═════ RECORD LIST ═════

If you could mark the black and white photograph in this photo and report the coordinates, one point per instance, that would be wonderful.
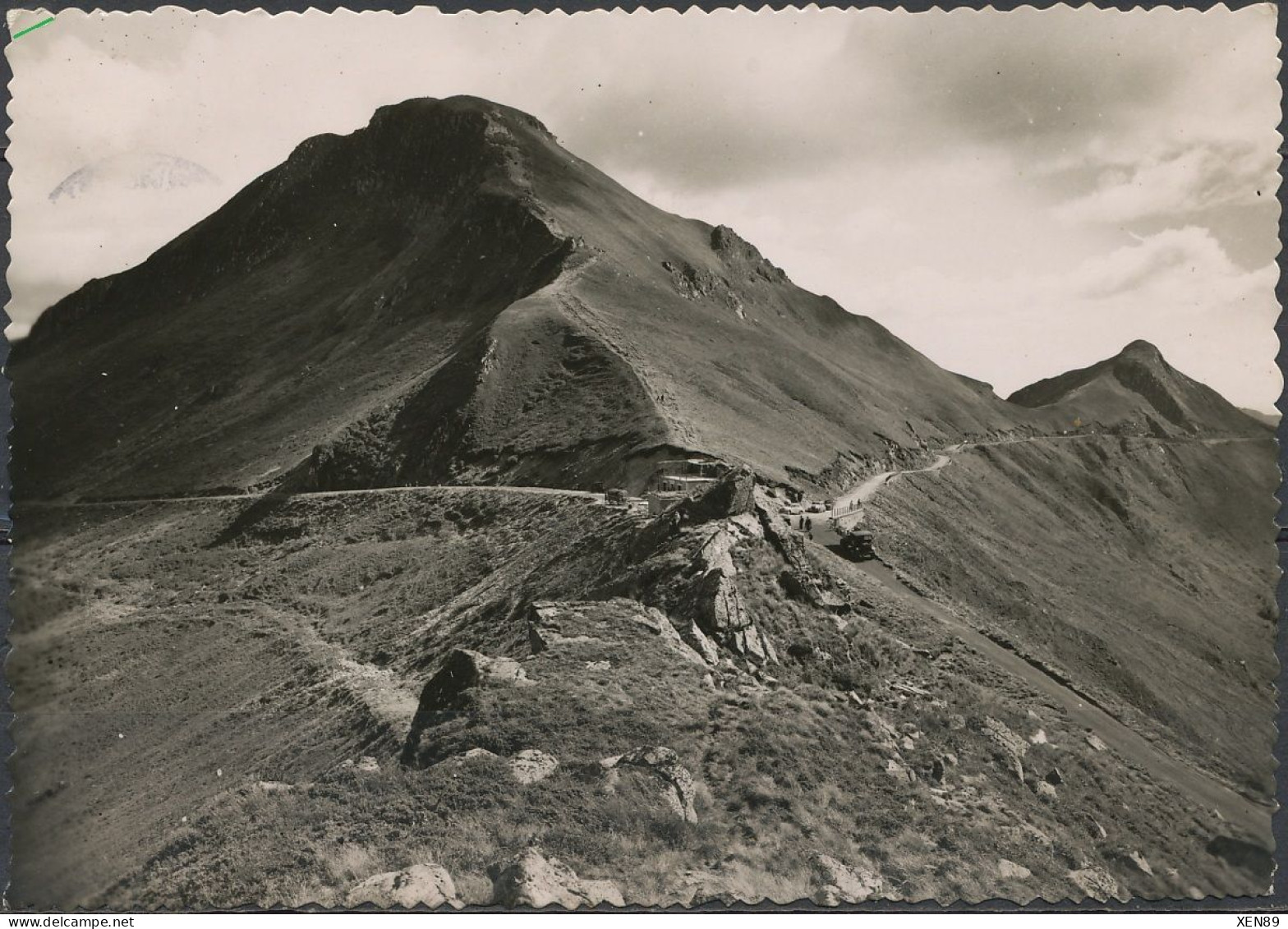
(580, 460)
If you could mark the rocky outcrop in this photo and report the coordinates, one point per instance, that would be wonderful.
(678, 789)
(419, 885)
(1009, 870)
(532, 764)
(568, 625)
(840, 883)
(1095, 881)
(1011, 747)
(533, 881)
(447, 693)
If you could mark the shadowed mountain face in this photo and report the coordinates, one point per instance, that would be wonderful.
(1136, 391)
(447, 296)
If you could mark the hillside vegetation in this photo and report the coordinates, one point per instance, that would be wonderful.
(696, 707)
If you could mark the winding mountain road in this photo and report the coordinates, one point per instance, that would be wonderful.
(1202, 788)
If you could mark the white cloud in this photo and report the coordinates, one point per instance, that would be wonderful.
(1177, 289)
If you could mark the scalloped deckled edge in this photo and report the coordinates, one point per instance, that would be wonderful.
(1279, 824)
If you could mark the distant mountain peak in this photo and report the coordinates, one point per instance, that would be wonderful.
(419, 108)
(1135, 391)
(1143, 351)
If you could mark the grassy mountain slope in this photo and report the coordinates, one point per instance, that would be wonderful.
(447, 296)
(1142, 568)
(289, 641)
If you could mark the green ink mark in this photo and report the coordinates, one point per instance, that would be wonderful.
(43, 22)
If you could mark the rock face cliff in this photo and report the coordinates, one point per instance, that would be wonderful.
(448, 296)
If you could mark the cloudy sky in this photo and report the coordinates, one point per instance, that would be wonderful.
(1014, 194)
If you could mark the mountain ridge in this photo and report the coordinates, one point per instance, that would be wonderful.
(1138, 391)
(446, 296)
(346, 278)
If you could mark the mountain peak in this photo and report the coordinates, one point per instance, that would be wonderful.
(1142, 351)
(1135, 391)
(420, 108)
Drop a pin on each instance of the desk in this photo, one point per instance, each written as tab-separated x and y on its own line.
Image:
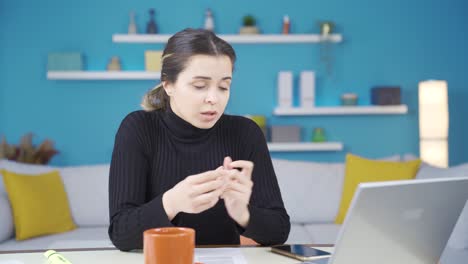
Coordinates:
257	255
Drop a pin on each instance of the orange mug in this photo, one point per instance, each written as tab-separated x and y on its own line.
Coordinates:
174	245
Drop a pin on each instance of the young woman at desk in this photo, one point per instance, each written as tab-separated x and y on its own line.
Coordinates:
182	162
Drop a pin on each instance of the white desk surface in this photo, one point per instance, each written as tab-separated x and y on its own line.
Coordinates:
257	255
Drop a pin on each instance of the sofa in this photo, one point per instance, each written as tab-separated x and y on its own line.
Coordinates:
311	192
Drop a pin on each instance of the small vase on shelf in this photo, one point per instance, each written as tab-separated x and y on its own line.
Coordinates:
151	27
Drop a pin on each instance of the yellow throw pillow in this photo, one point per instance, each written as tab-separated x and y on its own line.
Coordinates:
364	170
39	203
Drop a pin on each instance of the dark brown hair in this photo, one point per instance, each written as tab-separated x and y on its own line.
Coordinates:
179	48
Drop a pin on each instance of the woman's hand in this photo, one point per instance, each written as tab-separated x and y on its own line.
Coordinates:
195	193
238	189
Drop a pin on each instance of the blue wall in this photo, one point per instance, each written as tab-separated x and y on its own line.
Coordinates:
386	43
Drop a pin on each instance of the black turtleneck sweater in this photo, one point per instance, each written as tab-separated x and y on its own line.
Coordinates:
155	150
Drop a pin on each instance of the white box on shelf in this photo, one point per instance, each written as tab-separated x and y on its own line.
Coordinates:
285	89
307	89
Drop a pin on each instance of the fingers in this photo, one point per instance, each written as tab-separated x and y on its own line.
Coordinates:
245	166
227	161
207	186
206	176
233	196
206	199
238	187
235	175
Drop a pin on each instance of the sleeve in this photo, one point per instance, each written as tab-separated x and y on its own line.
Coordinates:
269	222
130	212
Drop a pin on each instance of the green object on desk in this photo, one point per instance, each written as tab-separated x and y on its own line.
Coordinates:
318	135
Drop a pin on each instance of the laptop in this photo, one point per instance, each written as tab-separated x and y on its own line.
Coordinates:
400	222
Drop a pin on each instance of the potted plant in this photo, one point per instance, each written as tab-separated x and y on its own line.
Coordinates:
248	25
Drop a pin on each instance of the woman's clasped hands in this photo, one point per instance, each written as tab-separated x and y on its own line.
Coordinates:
231	182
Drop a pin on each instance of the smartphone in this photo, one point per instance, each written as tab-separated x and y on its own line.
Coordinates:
300	252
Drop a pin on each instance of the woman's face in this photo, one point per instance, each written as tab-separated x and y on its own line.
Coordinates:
201	92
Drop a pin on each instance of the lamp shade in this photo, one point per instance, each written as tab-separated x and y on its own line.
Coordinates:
433	110
434	152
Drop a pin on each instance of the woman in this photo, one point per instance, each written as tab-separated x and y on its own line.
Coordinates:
182	162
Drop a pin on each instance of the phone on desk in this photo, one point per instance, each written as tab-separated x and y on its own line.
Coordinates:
300	252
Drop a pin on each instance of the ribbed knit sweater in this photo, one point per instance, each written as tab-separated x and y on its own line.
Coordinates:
155	150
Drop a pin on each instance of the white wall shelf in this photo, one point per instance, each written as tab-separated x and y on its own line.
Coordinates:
343	110
235	38
102	75
305	146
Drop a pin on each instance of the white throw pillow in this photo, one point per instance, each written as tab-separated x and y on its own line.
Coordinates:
427	171
87	190
6	219
21	168
311	191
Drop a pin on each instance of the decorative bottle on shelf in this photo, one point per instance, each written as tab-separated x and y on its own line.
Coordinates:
151	27
209	21
286	24
132	29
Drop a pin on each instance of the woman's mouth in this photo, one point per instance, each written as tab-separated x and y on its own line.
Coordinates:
209	115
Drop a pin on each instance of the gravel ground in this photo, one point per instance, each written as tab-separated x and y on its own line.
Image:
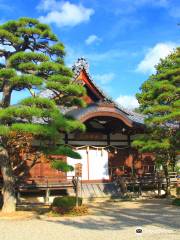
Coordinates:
110	220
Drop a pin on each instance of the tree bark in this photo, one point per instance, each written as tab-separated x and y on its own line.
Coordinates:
8	191
6	97
165	168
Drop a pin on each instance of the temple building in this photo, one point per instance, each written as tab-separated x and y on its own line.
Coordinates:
105	147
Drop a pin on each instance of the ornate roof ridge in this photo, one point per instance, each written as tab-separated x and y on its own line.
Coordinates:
82	64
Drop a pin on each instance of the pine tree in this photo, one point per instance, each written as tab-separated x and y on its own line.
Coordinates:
160	102
33	59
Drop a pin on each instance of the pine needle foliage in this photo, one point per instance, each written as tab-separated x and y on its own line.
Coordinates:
34	60
159	100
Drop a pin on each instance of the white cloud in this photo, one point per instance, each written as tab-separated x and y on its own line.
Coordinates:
104	78
64	13
127	101
92	39
153	55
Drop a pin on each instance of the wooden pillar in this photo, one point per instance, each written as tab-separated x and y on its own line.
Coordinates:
88	160
129	140
66	138
108	139
47	195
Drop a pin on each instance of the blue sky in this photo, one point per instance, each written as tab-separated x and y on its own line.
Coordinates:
121	39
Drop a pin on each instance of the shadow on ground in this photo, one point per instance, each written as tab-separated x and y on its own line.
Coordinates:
120	215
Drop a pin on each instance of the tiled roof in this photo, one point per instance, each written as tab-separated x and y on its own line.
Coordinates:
82	64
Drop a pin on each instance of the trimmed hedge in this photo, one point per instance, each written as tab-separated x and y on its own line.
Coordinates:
67	202
176	202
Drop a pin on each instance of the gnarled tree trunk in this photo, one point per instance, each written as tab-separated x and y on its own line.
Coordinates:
165	168
8	191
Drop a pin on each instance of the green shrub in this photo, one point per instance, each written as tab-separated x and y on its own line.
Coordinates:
67	202
178	191
176	202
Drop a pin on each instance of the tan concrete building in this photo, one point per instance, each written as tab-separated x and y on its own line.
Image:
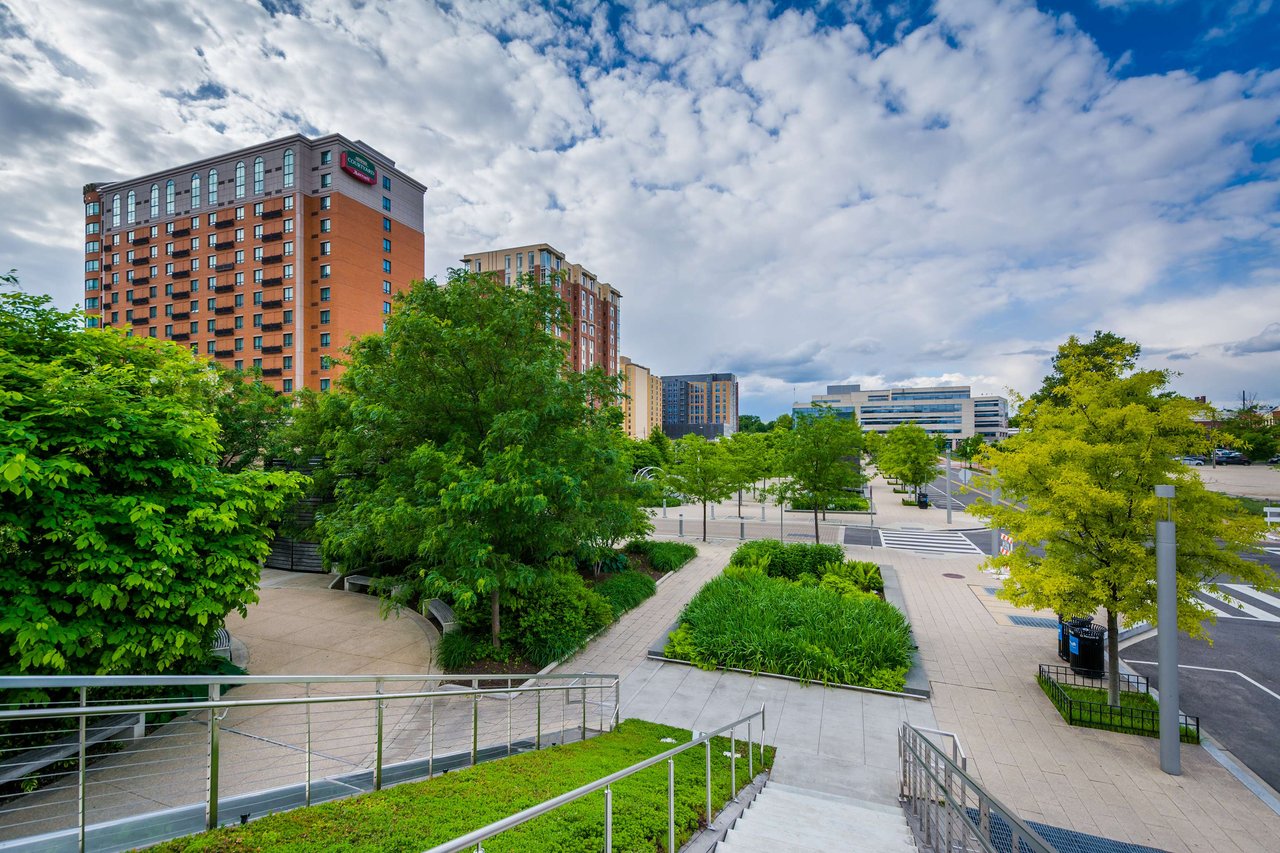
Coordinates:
641	407
594	305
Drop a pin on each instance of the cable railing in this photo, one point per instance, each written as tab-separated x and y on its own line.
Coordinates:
476	838
949	811
118	762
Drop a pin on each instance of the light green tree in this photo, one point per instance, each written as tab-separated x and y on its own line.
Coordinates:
908	454
123	544
1080	484
700	470
819	459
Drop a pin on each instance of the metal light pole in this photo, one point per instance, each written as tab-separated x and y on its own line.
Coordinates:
1166	643
949	483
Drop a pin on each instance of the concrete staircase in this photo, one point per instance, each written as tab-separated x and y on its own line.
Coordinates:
795	820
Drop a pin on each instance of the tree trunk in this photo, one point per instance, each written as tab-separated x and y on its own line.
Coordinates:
494	619
1112	658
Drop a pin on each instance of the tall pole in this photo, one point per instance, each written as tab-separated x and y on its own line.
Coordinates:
949	483
1166	625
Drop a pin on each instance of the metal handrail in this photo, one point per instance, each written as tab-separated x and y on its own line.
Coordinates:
940	794
478	836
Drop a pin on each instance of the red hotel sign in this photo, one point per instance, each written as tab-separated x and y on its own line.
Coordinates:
359	167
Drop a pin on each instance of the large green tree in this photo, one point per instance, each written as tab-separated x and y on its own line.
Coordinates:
469	459
819	459
1080	484
702	470
908	454
123	546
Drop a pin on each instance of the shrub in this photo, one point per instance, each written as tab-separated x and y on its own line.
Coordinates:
789	560
625	591
663	556
557	615
767	624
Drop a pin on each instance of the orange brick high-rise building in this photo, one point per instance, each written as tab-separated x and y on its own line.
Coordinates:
272	256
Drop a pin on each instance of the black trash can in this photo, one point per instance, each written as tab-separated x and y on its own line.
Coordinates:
1087	651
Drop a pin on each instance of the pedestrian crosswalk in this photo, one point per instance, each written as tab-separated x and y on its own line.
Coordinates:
1240	601
928	541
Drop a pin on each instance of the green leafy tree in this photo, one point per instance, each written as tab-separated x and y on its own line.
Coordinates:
702	470
821	460
123	544
1083	482
469	460
908	454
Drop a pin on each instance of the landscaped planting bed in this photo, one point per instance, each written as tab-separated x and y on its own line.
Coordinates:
415	816
823	625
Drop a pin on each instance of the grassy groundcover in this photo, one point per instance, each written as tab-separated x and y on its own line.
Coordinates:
1091	711
750	621
416	816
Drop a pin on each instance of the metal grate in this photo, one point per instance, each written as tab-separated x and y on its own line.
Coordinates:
1033	621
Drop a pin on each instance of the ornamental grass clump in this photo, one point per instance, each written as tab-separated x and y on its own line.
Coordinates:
752	621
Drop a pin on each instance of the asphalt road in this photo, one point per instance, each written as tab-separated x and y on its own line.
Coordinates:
1232	685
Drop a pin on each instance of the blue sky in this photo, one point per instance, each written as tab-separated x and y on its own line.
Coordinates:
801	194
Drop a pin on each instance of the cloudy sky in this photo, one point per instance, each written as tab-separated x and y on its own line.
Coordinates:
877	192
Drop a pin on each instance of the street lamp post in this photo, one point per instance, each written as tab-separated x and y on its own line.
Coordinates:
1166	644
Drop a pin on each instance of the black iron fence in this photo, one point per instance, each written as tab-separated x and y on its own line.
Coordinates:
1137	712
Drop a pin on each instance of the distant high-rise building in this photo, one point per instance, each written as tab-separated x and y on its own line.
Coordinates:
641	407
594	306
704	404
947	410
272	256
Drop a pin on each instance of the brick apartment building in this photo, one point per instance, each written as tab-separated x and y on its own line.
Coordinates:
272	256
594	305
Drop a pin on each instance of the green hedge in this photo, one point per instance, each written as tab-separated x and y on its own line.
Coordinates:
663	556
748	620
415	816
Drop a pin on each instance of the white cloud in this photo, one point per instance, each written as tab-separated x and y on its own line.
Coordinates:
772	196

═════

→ **GIVEN TASK**
Exactly and only the lines from the line containing "Drop a pin on each instance of the ornamental" through the last line of the entries should be copied, both ends included.

→ **RESULT OF THIS EXERCISE**
Drop a pin on each instance of the ornamental grass clump in this photo, one point per instance, each written as tab-separated x and y on its own line.
Coordinates:
752	621
Drop a pin on each instance of the asphalt road in this photo, one point per instance, each written as tab-separated x and y on its own line.
Coordinates:
1232	685
Drop a pin on each instance of the blue sky in this photo, one point per instance, each written as tab-separated x and y on its own line.
Coordinates:
801	194
Drop a pin on each instance of the cloudy sky in this photo, one point per instance, each written as tab-separated x and y on its own line.
Coordinates:
877	192
Drop a pin on each instance of the street lamp post in this photo, one point per instance, each written as tab-separated x and y on its own line.
Coordinates:
1166	644
Drop a pin on each instance of the black iron fence in this photo, one point per instance, each written as tab-separated x and y on its own line.
Coordinates:
1137	712
Drop a pin on each instance of the distant high-rise building in this photo, one point per instance, each written as tab-separated x and y on its own line.
Coordinates:
641	407
594	306
704	404
947	410
272	256
Drop a pin on each instance of the brick apartment building in this photo, one point per instance, each written as tab-separated x and y on its own line.
Coordinates:
272	256
594	305
Drop a pin on each instance of the green hedge in this photo, one point per instance, each written as tab-separated x and y on its own line.
Coordinates:
663	556
748	620
415	816
Drop a pin on each instance of the white cloud in this photo, one point per instance, each written as tab-separated x and y on its own line.
Coordinates:
772	196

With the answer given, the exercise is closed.